[Zu bearbeiten]:
A) Gib aus dem Textauszug den Abschnitt wieder, der mit den Worten "Gastvorträge" beginnt und mit "Ankündigung s. unten)" endet, und ändere ihn dabei: Statt "Livestream" soll "Videoübertragung" stehen.
B) Übersetze diesen Satz aus dem Textauszug ins Englische: „Informationen zu vergangenen Vorträgen finden sich im Archiv.“
C) In welchem Raum findet laut Textauszug der Gastvortrag von Alexander Reznik statt?

[Textauszug]:
Gastvorträge

Aktuelle Informationen zu geplanten Vorträgen werden auch auf unserer Facebook- und unserer Instagram-Seite veröffentlicht. Die Vorträge werden zum Teil als Livestream im offiziellen Youtube-Kanal des FTSK angeboten und sind dort sowie im Youtube-Kanal des Arbeitsbereichs Russisch im Anschluss als Videoaufnahme abrufbar. Informationen zu vergangenen Vorträgen finden sich im Archiv.

Gastvortrag von Alexander Reznik (Universität Bielefeld): Die politischen Sprachen der Bürgerkriege in Russland, 1917-1922 (Vortrag auf Russisch)

Montag, 18.11.2024, 16.50-18.20, Raum N.316 | Понедельник, 18 ноября 2024 г., аудитория N.316

(deutsche Ankündigung s. unten)

Политические языки гражданских войн в России, 1917-1922
В чем актуальность изучения политических языков эпохи революций и гражданских войн на постимперских пространствах России? Драматические события 1917-1922 годов оставили уникальный материал для переосмысления практик политической коммуникации между различными социальными и политическими группами в условиях кризисных трансформаций, роли власти, идеологии и психологии, а также самого содержания этих понятий. Докладчика интересует риторическое фреймирование перехода “малых” гражданских войн в России в широкомасштабную Гражданскую войну весной — летом 1918 г. Продуктивный кросс-дисциплинарный исследовательский подход к языкам политической коммуникации требует погружения в их культурный контекст, понимаемый как сложно устроенный смысловой ландшафт. Способность навигации в этих ландшафтах эпохи была не просто средством политического выживания, но и ключевым фактором формирования новых идеологических структур.
Die politischen Sprachen der Bürgerkriege in Russland, 1917-1922
Welche Bedeutung hat die Erforschung der politischen Sprachen aus der Zeit der Revolutionen und Bürgerkriege in Russlands postimperialen Räumen? Die dramatischen Ereignisse von 1917-1922 haben einzigartige Quellen hinterlassen, die es erlauben, Praktiken der politischen Kommunikation zwischen verschiedenen sozialen und politischen Gruppen unter den Bedingungen von Krisentransformationen sowie die Rolle von Macht, Ideologie und Psychologie sowie den Inhalt dieser Begriffe zu überdenken. Alexander Reznik interessiert sich für die rhetorische Rahmung des Übergangs von mehreren „kleinen“ Bürgerkriegen in Russland zu einem einzigen großen Bürgerkrieg im Frühjahr/Sommer 1918. Ein produktiver disziplinübergreifender Forschungsansatz zu den Sprachen der politischen Kommunikation erfordert ein Eintauchen in ihren kulturellen Kontext, der als komplex konstruierte Bedeutungslandschaft verstanden wird. Die Fähigkeit, sich in diesen Landschaften der Epoche zurechtzufinden, war nicht nur ein Mittel zum politischen Überleben, sondern auch ein Schlüsselfaktor für die Herausbildung neuer ideologischer Strukturen.

[Bereitgestellte Angaben]:
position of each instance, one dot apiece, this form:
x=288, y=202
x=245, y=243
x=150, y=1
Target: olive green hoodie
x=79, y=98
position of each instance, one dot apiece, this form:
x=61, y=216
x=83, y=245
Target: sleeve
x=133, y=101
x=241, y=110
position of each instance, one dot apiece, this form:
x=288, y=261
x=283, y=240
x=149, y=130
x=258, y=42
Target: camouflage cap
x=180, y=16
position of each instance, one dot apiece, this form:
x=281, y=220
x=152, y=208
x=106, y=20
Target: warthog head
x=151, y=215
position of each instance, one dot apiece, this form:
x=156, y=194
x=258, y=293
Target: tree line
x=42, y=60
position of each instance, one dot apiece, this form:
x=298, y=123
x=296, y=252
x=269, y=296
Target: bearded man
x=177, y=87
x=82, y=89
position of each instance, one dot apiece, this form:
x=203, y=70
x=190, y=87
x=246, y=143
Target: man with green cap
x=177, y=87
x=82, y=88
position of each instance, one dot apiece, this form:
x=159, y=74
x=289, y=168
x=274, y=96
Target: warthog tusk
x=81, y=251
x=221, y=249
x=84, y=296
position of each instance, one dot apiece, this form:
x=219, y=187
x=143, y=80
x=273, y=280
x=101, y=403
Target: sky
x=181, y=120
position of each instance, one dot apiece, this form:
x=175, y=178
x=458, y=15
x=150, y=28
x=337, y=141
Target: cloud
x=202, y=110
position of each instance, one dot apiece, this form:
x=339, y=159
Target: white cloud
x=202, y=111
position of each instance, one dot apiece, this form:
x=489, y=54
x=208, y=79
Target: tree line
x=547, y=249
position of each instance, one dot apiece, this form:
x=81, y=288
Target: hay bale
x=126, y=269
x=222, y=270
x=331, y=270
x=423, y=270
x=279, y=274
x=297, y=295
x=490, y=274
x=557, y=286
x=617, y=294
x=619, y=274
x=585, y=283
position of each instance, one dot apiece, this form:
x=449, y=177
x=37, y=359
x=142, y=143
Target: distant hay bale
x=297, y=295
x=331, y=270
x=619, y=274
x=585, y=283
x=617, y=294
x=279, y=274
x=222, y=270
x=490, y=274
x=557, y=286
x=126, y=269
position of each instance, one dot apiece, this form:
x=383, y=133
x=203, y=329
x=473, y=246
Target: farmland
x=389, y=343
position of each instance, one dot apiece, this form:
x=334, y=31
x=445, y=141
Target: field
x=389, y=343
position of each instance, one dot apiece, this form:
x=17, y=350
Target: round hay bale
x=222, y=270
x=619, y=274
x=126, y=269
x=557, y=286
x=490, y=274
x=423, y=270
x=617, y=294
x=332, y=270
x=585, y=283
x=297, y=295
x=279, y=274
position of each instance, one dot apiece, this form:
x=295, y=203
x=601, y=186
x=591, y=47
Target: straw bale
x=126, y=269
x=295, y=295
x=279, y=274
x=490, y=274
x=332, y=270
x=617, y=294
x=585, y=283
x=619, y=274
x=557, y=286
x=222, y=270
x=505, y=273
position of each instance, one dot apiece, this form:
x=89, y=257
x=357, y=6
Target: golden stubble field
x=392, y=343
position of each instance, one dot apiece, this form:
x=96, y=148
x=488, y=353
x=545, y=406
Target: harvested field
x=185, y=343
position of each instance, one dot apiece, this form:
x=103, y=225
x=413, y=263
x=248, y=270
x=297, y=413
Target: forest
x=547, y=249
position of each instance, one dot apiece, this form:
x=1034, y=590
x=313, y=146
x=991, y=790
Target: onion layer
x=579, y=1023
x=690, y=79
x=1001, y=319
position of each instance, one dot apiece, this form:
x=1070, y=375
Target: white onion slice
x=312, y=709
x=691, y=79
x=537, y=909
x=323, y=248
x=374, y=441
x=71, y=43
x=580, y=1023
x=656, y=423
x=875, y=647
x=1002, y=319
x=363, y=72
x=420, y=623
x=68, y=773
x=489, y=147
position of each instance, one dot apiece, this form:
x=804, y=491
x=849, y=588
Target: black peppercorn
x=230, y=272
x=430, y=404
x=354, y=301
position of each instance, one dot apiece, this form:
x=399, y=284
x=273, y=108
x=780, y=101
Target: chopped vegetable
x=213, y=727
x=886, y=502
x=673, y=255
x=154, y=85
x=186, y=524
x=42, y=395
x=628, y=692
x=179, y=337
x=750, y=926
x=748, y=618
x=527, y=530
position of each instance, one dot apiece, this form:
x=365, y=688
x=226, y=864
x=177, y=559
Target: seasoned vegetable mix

[Endgültige Antworten]:
A)
Gastvorträge

Aktuelle Informationen zu geplanten Vorträgen werden auch auf unserer Facebook- und unserer Instagram-Seite veröffentlicht. Die Vorträge werden zum Teil als Videoübertragung im offiziellen Youtube-Kanal des FTSK angeboten und sind dort sowie im Youtube-Kanal des Arbeitsbereichs Russisch im Anschluss als Videoaufnahme abrufbar. Informationen zu vergangenen Vorträgen finden sich im Archiv.

Gastvortrag von Alexander Reznik (Universität Bielefeld): Die politischen Sprachen der Bürgerkriege in Russland, 1917-1922 (Vortrag auf Russisch)

Montag, 18.11.2024, 16.50-18.20, Raum N.316 | Понедельник, 18 ноября 2024 г., аудитория N.316

(deutsche Ankündigung s. unten)

B) Information on past lectures can be found in the archive.

C) In Raum N.316.